======== Passage to read ========
The product data available so far might be consistent with a supply chain story, with March data showing the big rise was in exports of machinery and electrical products. But that's a general, catch-all category that doesn't really tell us very much. Separately, the surge in auto exports is continuing, and that is a significant trend for the future, but car sales still only account for 2.5% of China's total exports (to put that in context, it is up from 0.5% in 2019). Overall, the information we can glean from the product data is still patchy. To know more, we need to wait for the more detailed trade data that will be released next week.
With China’s domestic demand remaining disappointing, exports are needed for growth. It isn’t statistically or theoretically a simple read through from the trade surplus to GDP: the trade data are in value terms whereas for GDP growth we need volumes; we don't yet have services trade data for March; and China doesn't publish any level data for GDP by expenditure on a quarterly basis. But the continued size of the excess of exports over imports means there should be a decent bounce back for the net export contribution to growth (a series that the government does publish), implying some upside risk for next week's Q1 GDP data.
In terms of the cycle going forward, the strength of exports in March does look to be good to be true. But other signs of a turn in the regional export cycle have been starting to appear, and if China is getting some structural lift, then there's some chance of exports at least growing modestly in 2023 as a whole.
======== Material supplied ========
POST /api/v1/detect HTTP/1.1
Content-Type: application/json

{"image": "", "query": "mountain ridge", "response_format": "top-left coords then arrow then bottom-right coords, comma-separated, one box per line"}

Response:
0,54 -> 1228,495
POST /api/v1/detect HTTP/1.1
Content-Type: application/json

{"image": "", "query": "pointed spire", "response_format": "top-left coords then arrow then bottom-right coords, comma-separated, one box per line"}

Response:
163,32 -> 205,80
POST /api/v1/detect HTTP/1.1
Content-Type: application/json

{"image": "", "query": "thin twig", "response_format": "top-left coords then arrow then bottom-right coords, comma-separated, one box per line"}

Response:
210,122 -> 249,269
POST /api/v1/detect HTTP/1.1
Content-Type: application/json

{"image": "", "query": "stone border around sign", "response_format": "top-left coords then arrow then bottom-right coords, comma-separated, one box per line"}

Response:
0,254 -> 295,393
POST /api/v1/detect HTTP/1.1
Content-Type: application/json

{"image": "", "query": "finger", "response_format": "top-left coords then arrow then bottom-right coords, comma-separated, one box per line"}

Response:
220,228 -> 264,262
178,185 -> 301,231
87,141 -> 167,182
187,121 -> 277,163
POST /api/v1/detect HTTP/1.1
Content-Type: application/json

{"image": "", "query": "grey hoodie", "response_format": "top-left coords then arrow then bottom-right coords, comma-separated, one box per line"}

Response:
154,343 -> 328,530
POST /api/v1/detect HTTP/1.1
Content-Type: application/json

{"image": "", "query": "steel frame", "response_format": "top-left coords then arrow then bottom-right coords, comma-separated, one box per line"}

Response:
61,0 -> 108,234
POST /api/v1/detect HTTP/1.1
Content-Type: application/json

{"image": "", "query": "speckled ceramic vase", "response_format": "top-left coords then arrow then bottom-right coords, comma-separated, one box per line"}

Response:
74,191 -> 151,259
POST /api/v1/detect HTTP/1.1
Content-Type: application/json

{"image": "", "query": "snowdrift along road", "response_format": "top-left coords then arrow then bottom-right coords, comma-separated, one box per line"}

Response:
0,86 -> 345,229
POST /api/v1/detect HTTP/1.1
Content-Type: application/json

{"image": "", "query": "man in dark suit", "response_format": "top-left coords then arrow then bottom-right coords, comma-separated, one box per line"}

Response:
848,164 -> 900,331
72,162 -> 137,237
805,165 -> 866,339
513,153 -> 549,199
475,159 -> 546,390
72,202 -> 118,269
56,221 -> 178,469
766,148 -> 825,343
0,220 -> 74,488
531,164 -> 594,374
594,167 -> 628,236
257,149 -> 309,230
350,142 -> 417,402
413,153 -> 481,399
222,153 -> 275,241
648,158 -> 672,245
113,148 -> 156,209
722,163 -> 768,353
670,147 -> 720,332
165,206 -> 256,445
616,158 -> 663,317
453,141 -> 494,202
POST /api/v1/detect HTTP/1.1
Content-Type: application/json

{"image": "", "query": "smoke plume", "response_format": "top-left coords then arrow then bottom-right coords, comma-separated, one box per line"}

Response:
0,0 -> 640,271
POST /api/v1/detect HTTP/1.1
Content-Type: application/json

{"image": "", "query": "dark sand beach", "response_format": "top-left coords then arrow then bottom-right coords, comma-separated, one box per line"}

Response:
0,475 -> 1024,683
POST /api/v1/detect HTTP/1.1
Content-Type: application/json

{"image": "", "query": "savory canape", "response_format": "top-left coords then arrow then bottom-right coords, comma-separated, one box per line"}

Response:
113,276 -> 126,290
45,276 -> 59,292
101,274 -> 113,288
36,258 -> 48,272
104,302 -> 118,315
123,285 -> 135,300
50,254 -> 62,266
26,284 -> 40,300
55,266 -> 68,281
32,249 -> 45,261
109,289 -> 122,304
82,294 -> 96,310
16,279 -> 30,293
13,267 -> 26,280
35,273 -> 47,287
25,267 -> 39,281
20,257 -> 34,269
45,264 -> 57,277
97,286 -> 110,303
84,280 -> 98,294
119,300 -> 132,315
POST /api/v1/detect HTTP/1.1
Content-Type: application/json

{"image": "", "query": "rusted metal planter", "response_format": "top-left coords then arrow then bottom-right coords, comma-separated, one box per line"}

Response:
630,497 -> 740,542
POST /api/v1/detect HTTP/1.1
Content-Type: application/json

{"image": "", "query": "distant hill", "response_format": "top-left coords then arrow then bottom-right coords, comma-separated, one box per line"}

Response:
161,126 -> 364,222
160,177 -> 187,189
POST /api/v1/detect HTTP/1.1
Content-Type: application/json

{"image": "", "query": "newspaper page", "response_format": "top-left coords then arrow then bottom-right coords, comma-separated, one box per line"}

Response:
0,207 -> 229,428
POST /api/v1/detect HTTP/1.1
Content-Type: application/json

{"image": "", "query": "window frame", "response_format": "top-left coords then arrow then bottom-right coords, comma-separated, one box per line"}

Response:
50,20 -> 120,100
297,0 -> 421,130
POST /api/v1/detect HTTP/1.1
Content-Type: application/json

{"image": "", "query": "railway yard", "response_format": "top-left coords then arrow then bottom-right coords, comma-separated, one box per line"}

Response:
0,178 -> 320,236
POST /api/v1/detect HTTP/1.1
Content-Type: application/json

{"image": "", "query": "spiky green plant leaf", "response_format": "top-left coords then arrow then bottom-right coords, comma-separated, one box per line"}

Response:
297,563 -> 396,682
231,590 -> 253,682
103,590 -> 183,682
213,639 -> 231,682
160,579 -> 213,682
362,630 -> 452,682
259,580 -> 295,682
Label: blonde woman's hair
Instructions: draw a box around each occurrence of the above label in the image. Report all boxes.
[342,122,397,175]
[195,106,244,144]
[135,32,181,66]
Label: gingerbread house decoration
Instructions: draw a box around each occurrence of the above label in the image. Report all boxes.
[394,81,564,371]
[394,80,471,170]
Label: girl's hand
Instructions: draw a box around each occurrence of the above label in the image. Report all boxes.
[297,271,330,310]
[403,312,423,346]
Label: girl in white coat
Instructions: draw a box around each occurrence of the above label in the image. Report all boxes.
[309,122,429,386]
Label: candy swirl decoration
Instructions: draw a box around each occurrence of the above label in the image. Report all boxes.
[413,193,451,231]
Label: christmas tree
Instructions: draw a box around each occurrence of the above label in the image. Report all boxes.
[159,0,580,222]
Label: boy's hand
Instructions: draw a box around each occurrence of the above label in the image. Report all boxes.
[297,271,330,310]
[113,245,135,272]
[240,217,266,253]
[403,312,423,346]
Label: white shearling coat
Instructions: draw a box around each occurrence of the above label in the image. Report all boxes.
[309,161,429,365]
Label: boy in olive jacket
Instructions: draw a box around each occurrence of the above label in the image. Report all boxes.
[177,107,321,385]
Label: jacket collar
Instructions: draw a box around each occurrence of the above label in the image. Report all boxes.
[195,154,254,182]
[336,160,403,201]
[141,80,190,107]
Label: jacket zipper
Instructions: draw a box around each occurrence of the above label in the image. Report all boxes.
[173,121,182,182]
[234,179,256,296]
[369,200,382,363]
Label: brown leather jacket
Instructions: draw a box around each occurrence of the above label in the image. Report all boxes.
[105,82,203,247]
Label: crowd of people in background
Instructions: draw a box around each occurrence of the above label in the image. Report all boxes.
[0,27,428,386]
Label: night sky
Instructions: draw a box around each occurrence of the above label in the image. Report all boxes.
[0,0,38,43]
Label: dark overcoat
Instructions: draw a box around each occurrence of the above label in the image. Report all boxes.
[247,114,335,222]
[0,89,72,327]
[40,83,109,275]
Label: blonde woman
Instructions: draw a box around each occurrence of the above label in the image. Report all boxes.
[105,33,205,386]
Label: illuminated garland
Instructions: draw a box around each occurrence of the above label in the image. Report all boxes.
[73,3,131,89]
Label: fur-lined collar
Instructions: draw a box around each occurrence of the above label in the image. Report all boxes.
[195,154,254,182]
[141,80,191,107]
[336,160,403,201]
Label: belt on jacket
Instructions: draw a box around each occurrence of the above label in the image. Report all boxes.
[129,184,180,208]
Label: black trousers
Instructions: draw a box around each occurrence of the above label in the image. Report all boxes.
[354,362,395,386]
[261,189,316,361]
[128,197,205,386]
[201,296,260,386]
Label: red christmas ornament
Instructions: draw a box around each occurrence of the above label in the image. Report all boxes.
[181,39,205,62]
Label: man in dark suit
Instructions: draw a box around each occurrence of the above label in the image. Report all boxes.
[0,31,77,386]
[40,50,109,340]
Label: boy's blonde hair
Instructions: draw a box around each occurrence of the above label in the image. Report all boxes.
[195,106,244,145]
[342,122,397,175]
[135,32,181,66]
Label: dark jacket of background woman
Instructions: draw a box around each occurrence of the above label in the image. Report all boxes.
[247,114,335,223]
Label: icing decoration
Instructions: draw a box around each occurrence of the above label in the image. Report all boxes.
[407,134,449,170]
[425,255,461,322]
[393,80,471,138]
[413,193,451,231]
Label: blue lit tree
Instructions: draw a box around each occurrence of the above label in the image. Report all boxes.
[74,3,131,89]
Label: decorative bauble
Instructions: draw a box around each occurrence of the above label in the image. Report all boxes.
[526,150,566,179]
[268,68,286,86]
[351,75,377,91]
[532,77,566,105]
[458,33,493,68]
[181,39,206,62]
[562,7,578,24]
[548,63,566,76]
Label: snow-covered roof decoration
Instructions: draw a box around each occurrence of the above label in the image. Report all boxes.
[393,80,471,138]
========
** Activities **
A – Please retype the passage on China's exports, starting with "The product data available" and going on through "released next week.".
B – Answer these from the passage on China's exports:
(i) What share of China's total exports do car sales account for?
(ii) What GDP data does China not publish on a quarterly basis?
(iii) In which year does the passage see some chance of exports growing at least modestly?
C – Write what comes next in the passage on China's exports, picking up after its last sentence.

** Outputs in order **
A –
The product data available so far might be consistent with a supply chain story, with March data showing the big rise was in exports of machinery and electrical products. But that's a general, catch-all category that doesn't really tell us very much. Separately, the surge in auto exports is continuing, and that is a significant trend for the future, but car sales still only account for 2.5% of China's total exports (to put that in context, it is up from 0.5% in 2019). Overall, the information we can glean from the product data is still patchy. To know more, we need to wait for the more detailed trade data that will be released next week.

B –
(i) 2.5%, up from 0.5% in 2019.
(ii) Level data for GDP by expenditure.
(iii) 2023, taken as a whole.

C –
With domestic credit growth this week being strong and multiple signs appearing of a rebound in the property market, exports showing resilience too would mean all of China's usual growth drivers are falling into place. None of these engines look as powerful as they have been in the past, but equally, the revival of all three show China's growth story in 2023 isn't shaping up as the sort of spontaneous consumption-driven recovery that was widely envisioned when China first exited zero covid.
By boosting growth, the strength of exports will be welcomed by the authorities. To the extent they reflect China's underlying competitiveness, the strength of exports and the manufacturing surplus are reasons to expect the CNY to be stronger against the USD than would be suggested by simple interest rate differentials alone. With the authorities always keen for “two-way moves” and “stability”, this will also be greeted as a positive development by the authorities.
However, the widening of the trade surplus isn't all a positive development. Again, the surplus was already huge in 2022. If it is still widening, then it seems likely to pull China back into the crosshairs of the debate on global imbalances.
Of course, given the collapse in US-China relations, the government in Beijing can be presumed to care even less about US views of its trade balance and currency policy even than it did in the years running up to the financial crisis in 2008. But given China's new geostrategic positioning, with its emphasis on the Global South, then Beijing probably will need to be sensitive to any criticism that emerges from EM. And if China's March trade data are in any way more than a one-off, then some China-focused resentment is likely. It doesn’t feel like the surge in China’s exports is based on booming demand. That would mean it is market share gains. It wouldn't seem EM will ultimately be any keener to see China take over domestic markets than DM has been.